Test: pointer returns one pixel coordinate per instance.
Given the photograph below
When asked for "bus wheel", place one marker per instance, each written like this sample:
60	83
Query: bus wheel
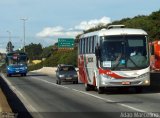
87	87
59	82
101	90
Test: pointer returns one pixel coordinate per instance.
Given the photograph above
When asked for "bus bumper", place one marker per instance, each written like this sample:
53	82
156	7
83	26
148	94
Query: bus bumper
143	80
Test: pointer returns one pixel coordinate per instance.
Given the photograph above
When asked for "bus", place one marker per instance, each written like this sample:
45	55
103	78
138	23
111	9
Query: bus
16	63
155	55
114	57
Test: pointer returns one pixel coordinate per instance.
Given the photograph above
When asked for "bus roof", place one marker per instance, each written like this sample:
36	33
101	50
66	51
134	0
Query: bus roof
115	31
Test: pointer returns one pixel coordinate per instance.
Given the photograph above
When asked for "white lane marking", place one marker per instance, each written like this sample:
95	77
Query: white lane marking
28	106
89	94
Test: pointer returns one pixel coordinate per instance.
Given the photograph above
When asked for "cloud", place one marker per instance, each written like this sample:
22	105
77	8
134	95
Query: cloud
2	50
72	32
85	25
57	32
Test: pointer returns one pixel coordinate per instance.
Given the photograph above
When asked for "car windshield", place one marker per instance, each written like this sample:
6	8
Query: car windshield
67	68
124	52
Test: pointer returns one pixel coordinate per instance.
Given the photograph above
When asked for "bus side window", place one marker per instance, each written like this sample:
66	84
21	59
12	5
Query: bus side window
93	44
152	49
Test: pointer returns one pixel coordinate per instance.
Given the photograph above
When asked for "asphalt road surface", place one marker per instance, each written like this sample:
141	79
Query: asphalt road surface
43	98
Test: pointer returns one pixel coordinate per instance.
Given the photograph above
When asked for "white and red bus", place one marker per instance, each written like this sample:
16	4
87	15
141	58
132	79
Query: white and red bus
155	55
114	57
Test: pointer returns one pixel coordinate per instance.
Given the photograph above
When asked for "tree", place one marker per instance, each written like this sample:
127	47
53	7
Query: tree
34	51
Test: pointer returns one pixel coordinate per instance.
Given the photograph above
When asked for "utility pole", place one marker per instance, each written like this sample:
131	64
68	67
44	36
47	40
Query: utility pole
24	20
9	45
9	35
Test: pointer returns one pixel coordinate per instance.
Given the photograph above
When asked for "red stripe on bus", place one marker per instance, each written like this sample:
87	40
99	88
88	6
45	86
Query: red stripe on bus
110	73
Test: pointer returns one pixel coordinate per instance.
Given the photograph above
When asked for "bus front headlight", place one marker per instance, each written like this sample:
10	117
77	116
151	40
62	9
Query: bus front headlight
104	76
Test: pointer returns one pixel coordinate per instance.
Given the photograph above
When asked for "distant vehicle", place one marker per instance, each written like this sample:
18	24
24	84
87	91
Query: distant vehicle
16	63
66	73
155	55
114	57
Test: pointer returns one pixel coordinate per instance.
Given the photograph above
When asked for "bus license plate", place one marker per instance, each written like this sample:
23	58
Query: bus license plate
126	83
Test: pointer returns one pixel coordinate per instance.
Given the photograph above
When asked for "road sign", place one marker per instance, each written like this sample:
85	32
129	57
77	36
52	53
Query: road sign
65	43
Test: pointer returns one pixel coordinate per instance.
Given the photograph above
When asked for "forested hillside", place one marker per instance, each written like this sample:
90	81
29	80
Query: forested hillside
150	23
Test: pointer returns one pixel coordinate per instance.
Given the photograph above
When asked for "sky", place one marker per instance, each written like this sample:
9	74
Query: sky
48	20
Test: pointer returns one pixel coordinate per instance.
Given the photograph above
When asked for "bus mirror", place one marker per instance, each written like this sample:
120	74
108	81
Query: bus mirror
97	52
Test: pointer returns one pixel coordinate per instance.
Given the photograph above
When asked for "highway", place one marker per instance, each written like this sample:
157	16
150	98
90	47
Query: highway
43	98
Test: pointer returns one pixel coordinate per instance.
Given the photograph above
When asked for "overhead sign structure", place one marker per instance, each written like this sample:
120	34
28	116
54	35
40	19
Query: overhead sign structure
65	43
+ + +
● **Exercise**:
Quote every line word for word and keep the images out of the copy.

● **Final result**:
Test: pointer returns one pixel coordinate per instance.
Given the photograph below
When asked for "bus wheel", place one marker per instance, each written like this sample:
60	83
Query: bus wheel
87	87
59	82
101	90
Test: pointer returns one pixel coordinate per instance.
Given the photograph above
When asked for "bus bumper", place one marker per instance, each written like this sample:
53	82
156	7
83	26
148	94
Query: bus bumper
143	80
Test: pointer returns one pixel coordinate per instance.
Given the photograph above
When asked for "bus", place one marker per instance, each written like this sample:
45	55
103	78
138	23
111	9
Query: bus
16	63
155	55
114	57
Test: pointer returns one pixel coordinate per instance.
Given the photograph above
When asked for "bus roof", place one marker per instance, each written like this sample:
36	33
101	50
66	51
134	0
Query: bus roof
115	31
Test: pointer returns one pixel coordinate per instance.
Given the photograph above
When asked for "white lane marking", place one marker per instance, each written like this sample:
95	77
Query: white lane marking
28	106
89	94
Test: pointer returns one pixel coordinate per instance.
Given the photograph above
When asked for "cloud", place one marker per instance, each written like this sample:
22	105
77	8
134	95
Query: cloud
2	50
72	32
85	25
57	32
Test: pointer returns one pixel coordinate per instance.
Given the photograph above
When asked for "car windshield", place one marker per instance, each written like this sample:
6	8
Query: car windshield
67	68
124	52
Test: pointer returns one pixel coordinate per instance.
Given the photograph above
When asked for "bus side window", place one marker per instance, each written like this sample:
66	84
21	59
12	5
Query: bus side window
93	44
152	49
Test: pointer returns one pixel coordinate per instance.
Given the photograph above
When asked for "asphalt road surface", place one marker per instance, each written like this sample:
141	79
Query: asphalt road surface
43	98
Test: pointer returns one pixel coordinate per instance.
Given the photograph above
When asked for "white and red bus", place one marker per instance, each written like this sample:
16	4
87	15
141	58
132	79
Query: white and red bus
155	55
114	57
Test: pointer returns one pixel coordinate per instance.
Given the photograph above
When asked for "tree", place one marker per instance, each written like this sample:
127	47
53	7
Query: tree
34	51
Test: pointer returns one pixel coordinate per instance.
Given the photograph above
When asked for "utility pole", place one marker per instance, each written like this sample:
131	64
68	67
44	36
47	40
Query: utility pole
24	20
9	45
9	35
Test: pointer returns one pixel coordinate per instance.
Given the photograph above
When asked for "red stripe on bus", place one marker per instance, each written like this sample:
87	40
99	88
88	6
45	86
Query: red stripe on bus
110	73
Test: pointer returns one pixel coordinate per instance.
Given the photograph above
When asked for "bus front headlight", place one marker per instance, each written like this sample:
10	117
77	116
151	40
62	9
Query: bus front headlight
104	76
Test: pointer returns one pixel coordinate per instance.
Given the photograph above
When asked for "distant vehicle", place one marker per instance, each written like this sample:
18	24
24	84
87	91
Query: distant vehicle
16	63
66	73
155	55
114	57
Test: pointer returns one pixel coordinate per instance.
Given the photograph above
When asked for "bus license plate", place one marker per instance, each written like this sample:
23	58
Query: bus license plate
126	83
Test: pointer returns one pixel coordinate per instance.
Given the photograph above
When asked for "road sign", place one marker per instance, each written like this sample:
85	32
129	57
77	36
52	53
Query: road sign
65	43
Test: pointer returns one pixel coordinate per instance.
Given the photograph above
When asked for "forested hillside", place one marker per instance, each written like this sample:
90	81
29	80
Query: forested hillside
150	23
Test: pointer returns one pixel coordinate per instance.
Given the photograph above
When asked for "sky", place one marker per instance, each written like this sample:
9	74
Query: sky
48	20
Test: pointer returns one pixel coordinate per instance.
Given the photograph above
When asked for "bus mirror", place one marker per instance, each written like this sample:
120	74
108	81
Query: bus mirror
97	52
Test: pointer returns one pixel coordinate per instance.
Given the photograph above
When asked for "highway", place one marker per instance, each written like this sample:
157	16
150	98
90	47
Query: highway
43	98
Test: pointer returns one pixel coordinate per instance.
Given the photograph above
When asked for "overhead sign structure", place one marker per instance, each written like this sample:
120	34
28	116
54	35
40	19
Query: overhead sign structure
65	43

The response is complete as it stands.